[Collected data]
BEGIN

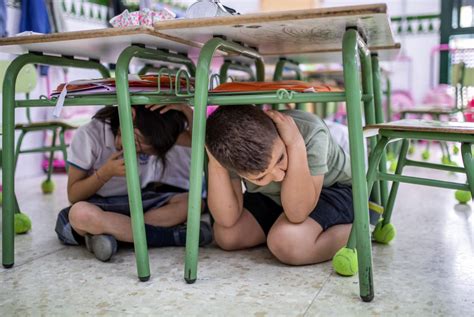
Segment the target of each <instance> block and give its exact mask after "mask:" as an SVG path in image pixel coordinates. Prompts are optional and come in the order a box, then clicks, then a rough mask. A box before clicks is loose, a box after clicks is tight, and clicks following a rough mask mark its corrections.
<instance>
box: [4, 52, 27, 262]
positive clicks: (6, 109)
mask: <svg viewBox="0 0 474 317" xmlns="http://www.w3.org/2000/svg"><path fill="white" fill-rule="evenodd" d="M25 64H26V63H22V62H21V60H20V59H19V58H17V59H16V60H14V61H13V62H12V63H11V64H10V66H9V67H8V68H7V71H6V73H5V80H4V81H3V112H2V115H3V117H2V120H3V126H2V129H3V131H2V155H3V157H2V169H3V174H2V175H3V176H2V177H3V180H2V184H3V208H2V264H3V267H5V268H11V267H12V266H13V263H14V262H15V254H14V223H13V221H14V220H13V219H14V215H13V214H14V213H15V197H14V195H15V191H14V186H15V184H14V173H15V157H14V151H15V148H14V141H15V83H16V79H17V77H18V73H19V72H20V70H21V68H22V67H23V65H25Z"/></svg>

END
BEGIN

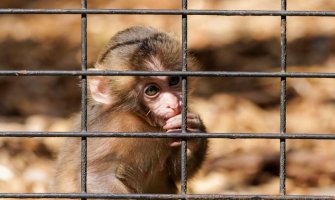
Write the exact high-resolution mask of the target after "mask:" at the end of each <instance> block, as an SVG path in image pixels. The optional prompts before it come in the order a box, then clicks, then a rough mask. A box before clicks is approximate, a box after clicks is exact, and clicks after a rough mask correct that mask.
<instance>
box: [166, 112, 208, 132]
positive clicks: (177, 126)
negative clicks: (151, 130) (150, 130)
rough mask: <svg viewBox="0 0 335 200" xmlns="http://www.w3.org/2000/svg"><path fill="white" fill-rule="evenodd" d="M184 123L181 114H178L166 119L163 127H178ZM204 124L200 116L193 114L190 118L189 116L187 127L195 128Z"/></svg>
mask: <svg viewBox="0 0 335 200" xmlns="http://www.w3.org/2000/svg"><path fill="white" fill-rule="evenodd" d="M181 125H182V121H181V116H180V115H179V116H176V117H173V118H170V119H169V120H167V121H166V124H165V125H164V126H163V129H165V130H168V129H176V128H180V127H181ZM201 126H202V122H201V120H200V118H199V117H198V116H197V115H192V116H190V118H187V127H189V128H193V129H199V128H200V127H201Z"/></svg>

END

**PROBLEM DETAILS:** Copy verbatim the part of the entries that begins with the line containing "Segment the target" and ends with the line containing "positive clicks: (6, 109)", including both of those lines.

**RESPONSE:**
Segment the target of each <instance> block and give its exact mask after "mask:" as an SVG path in image pixel coordinates. Prompts are optional and come in the order a box, then clicks, then a rough mask. A box before clicks is loose, a box after clicks is tight, and clicks following a rough mask mark its corrections.
<instance>
box: [4, 52, 27, 262]
positive clicks: (6, 109)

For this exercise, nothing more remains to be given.